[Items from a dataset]
————
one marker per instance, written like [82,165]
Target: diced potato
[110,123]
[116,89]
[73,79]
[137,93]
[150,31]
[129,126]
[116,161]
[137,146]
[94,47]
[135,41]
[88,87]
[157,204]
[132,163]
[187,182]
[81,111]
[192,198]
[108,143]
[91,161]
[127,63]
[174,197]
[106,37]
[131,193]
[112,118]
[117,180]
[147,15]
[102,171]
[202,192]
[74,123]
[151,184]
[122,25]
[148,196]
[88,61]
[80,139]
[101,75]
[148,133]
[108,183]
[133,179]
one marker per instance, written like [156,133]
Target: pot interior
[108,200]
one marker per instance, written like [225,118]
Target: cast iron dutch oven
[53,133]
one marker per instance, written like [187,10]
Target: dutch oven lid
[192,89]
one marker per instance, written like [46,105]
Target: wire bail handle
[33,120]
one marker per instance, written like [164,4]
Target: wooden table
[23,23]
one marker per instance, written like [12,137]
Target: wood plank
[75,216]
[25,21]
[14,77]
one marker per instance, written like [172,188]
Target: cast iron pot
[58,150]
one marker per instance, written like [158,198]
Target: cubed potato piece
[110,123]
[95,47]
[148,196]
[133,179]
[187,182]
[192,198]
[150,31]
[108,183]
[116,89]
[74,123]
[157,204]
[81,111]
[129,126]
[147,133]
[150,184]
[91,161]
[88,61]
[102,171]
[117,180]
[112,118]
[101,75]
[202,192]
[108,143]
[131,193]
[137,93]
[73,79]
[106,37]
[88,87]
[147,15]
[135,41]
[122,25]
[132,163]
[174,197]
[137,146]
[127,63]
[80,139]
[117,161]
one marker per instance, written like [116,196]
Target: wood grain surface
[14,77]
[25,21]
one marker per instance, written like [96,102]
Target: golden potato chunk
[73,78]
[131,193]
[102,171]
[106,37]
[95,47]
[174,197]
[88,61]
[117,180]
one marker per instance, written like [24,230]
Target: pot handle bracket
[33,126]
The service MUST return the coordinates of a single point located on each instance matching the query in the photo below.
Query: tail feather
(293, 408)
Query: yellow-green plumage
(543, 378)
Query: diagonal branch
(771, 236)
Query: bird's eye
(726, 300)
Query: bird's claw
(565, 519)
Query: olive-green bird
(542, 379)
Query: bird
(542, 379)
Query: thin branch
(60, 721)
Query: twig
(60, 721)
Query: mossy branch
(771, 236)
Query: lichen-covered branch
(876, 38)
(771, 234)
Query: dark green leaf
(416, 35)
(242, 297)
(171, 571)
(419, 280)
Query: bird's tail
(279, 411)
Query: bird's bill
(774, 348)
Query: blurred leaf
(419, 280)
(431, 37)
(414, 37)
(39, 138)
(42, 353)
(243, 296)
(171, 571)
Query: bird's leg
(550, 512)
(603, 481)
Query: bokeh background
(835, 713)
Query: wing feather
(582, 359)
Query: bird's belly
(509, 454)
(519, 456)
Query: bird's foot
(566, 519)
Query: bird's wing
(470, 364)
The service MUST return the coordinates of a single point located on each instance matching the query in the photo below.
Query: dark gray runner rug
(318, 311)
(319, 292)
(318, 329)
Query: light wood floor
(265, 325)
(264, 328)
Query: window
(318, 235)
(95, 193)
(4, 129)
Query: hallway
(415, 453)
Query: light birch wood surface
————
**Problem statement**
The entries above must be returned in full, exactly as shown.

**Written answer**
one marker per instance, written like [82,165]
Target: diced potato
[110,123]
[116,89]
[73,79]
[137,93]
[150,31]
[129,126]
[116,161]
[137,146]
[94,47]
[135,41]
[88,87]
[157,204]
[132,163]
[187,182]
[81,111]
[192,198]
[108,143]
[91,161]
[127,63]
[174,197]
[106,37]
[131,193]
[112,118]
[117,180]
[147,15]
[102,171]
[202,192]
[74,123]
[151,184]
[122,25]
[148,196]
[88,61]
[80,139]
[101,75]
[148,133]
[108,183]
[133,179]
one marker per instance, written like [156,133]
Target: pot interior
[108,200]
one marker per instance, written like [225,118]
Target: cast iron dutch oven
[53,133]
one marker per instance, written like [187,10]
Target: dutch oven lid
[192,89]
one marker per instance, written like [46,105]
Target: wire bail handle
[33,120]
one marker per instance, written like [164,4]
Target: wooden table
[23,23]
one marker per instance, written like [12,137]
Target: wood plank
[75,216]
[25,21]
[14,77]
one marker per instance, written like [172,188]
Target: cast iron pot
[58,150]
one marker per instance, written like [158,198]
Target: cubed potato piece
[110,123]
[95,47]
[148,196]
[133,179]
[187,182]
[192,198]
[150,31]
[108,183]
[116,89]
[74,123]
[157,204]
[81,111]
[129,126]
[147,133]
[150,184]
[91,161]
[88,61]
[102,171]
[117,180]
[112,118]
[101,75]
[202,192]
[108,143]
[131,193]
[137,93]
[73,79]
[106,37]
[88,87]
[147,15]
[135,41]
[122,25]
[132,163]
[174,197]
[137,146]
[127,63]
[80,139]
[117,161]
one marker per instance, written like [116,196]
Target: wood grain surface
[14,77]
[25,21]
one marker per instance, written like [96,102]
Target: golden potato chunk
[73,78]
[131,193]
[102,171]
[106,37]
[95,47]
[174,197]
[88,61]
[117,180]
one marker per instance, written like [24,230]
Target: pot handle bracket
[33,126]
The service MUST return the coordinates of a single point located on each instance matching the query in the photo below.
Query: tail feather
(293, 408)
Query: yellow-green plumage
(543, 378)
Query: diagonal branch
(771, 236)
Query: bird's eye
(726, 300)
Query: bird's claw
(565, 519)
Query: olive-green bird
(542, 379)
Query: bird
(542, 379)
Query: thin branch
(60, 721)
Query: twig
(60, 721)
Query: mossy branch
(771, 236)
Query: lichen-covered branch
(876, 38)
(771, 234)
Query: dark green leaf
(416, 35)
(242, 297)
(171, 571)
(419, 280)
Query: bird's tail
(279, 411)
Query: bird's bill
(774, 348)
Query: blurred leaf
(419, 280)
(431, 37)
(414, 37)
(39, 138)
(42, 353)
(243, 296)
(171, 571)
Query: bird's leg
(550, 512)
(603, 481)
Query: bokeh background
(835, 713)
Query: wing feather
(582, 359)
Query: bird's belly
(509, 454)
(519, 456)
Query: bird's foot
(566, 519)
Query: bird's wing
(470, 364)
The service MUST return the coordinates of a single point located on each instance matching the query in the photo below.
Query: dark gray runner rug
(318, 311)
(319, 292)
(318, 329)
Query: light wood floor
(265, 325)
(264, 328)
Query: window
(318, 235)
(95, 193)
(4, 129)
Query: hallway
(415, 453)
Query: light birch wood surface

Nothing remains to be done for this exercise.